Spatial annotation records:

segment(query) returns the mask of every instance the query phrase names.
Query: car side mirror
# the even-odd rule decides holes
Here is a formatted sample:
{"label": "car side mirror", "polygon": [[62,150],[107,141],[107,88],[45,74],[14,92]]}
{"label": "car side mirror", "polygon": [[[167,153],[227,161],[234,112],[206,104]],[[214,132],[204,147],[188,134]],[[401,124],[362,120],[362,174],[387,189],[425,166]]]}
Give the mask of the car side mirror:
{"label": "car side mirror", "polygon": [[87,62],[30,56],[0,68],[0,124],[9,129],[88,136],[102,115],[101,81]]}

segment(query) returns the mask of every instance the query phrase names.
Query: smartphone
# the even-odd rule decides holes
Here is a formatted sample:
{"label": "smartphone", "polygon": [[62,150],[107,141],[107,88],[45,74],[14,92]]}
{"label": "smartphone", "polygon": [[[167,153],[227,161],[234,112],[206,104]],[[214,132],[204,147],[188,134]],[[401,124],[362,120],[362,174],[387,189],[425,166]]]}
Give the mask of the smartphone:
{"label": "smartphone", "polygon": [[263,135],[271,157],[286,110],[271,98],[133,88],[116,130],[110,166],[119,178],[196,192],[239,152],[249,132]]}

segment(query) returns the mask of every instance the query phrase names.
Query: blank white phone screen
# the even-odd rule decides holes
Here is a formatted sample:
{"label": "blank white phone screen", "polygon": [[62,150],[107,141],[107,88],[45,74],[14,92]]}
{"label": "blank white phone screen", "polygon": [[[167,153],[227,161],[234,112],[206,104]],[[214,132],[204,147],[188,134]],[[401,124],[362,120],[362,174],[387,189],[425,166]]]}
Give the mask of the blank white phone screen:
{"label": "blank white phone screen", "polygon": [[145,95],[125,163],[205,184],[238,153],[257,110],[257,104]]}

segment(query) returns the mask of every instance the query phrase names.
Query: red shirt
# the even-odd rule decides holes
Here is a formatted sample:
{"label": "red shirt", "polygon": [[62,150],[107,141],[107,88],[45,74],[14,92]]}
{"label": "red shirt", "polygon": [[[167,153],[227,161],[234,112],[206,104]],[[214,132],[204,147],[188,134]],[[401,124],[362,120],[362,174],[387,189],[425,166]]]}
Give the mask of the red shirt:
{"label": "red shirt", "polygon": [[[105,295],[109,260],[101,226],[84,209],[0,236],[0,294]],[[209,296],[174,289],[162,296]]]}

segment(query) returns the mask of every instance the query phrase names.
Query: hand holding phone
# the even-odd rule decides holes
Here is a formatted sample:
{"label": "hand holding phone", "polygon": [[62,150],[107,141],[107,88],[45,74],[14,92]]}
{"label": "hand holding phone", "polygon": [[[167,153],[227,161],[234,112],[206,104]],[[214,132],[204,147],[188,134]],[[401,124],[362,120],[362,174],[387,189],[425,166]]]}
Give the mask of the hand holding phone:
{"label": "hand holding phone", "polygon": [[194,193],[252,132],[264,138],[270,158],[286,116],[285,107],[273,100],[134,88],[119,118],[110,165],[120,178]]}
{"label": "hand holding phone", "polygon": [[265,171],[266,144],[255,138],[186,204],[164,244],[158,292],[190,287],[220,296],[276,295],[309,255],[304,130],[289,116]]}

**INSTRUCTIONS FOR THE TASK:** Rewrite the material above, substituting "formatted example" for every occurrence of "formatted sample" and leaving everything else unchanged.

**ANSWER TO THE TASK:**
segment(query) returns the mask of every instance the query phrase names.
Query: car side mirror
# the even-odd rule decides holes
Here is a formatted example:
{"label": "car side mirror", "polygon": [[62,150],[107,141],[107,88],[45,74],[14,92]]}
{"label": "car side mirror", "polygon": [[[167,153],[227,161],[234,112],[206,104]],[[214,132],[204,147],[188,134]],[[401,124],[362,120],[362,174],[387,189],[425,166]]]}
Give the mask of the car side mirror:
{"label": "car side mirror", "polygon": [[87,62],[30,56],[0,68],[0,124],[9,129],[88,136],[102,115],[101,81]]}

segment(query) returns the mask of every instance the query phrase names.
Query: smartphone
# the even-odd rule decides holes
Here is a formatted example:
{"label": "smartphone", "polygon": [[62,150],[107,141],[107,88],[45,74],[14,92]]}
{"label": "smartphone", "polygon": [[[167,153],[227,161],[234,112],[206,104]],[[214,132],[204,147],[188,134]],[[401,124],[362,120],[362,174],[387,189],[425,166]]]}
Give the mask of the smartphone:
{"label": "smartphone", "polygon": [[263,135],[271,157],[286,110],[271,98],[133,88],[116,130],[110,166],[119,178],[196,192],[239,152],[249,132]]}

segment(query) returns the mask of every instance the query phrase names.
Query: blank white phone screen
# the even-odd rule decides holes
Here is a formatted example:
{"label": "blank white phone screen", "polygon": [[62,150],[107,141],[107,88],[45,74],[14,92]]}
{"label": "blank white phone screen", "polygon": [[[167,153],[227,161],[234,112],[206,104]],[[214,132],[204,147],[188,134]],[[401,124],[362,120],[362,174],[387,189],[425,166]]]}
Give the mask of the blank white phone screen:
{"label": "blank white phone screen", "polygon": [[145,95],[125,163],[205,184],[238,153],[257,110],[257,104]]}

segment(query) returns the mask of every instance the query phrase names.
Query: red shirt
# the even-odd rule decides holes
Here is a formatted example:
{"label": "red shirt", "polygon": [[62,150],[107,141],[107,88],[45,74],[14,92]]}
{"label": "red shirt", "polygon": [[[167,153],[227,161],[234,112],[206,104]],[[214,132],[204,147],[188,134]],[[401,124],[362,120],[362,174],[387,189],[425,166]]]}
Give the mask of the red shirt:
{"label": "red shirt", "polygon": [[[105,295],[109,260],[101,226],[84,209],[0,236],[0,294]],[[209,296],[174,289],[162,296]]]}

segment(query) returns the mask of every instance the query phrase names.
Query: hand holding phone
# the even-odd rule decides holes
Here is a formatted example:
{"label": "hand holding phone", "polygon": [[62,150],[107,141],[107,88],[45,74],[14,92]]}
{"label": "hand holding phone", "polygon": [[[167,153],[227,161],[234,112],[206,104]],[[214,132],[204,147],[188,134]],[[401,124],[362,120],[362,174],[387,189],[425,166]]]}
Give the mask of the hand holding phone:
{"label": "hand holding phone", "polygon": [[194,193],[252,132],[264,138],[270,158],[286,116],[285,107],[273,100],[134,88],[119,118],[110,165],[120,178]]}
{"label": "hand holding phone", "polygon": [[265,171],[266,144],[255,138],[186,204],[164,244],[158,292],[190,287],[220,296],[276,295],[309,255],[304,130],[289,116]]}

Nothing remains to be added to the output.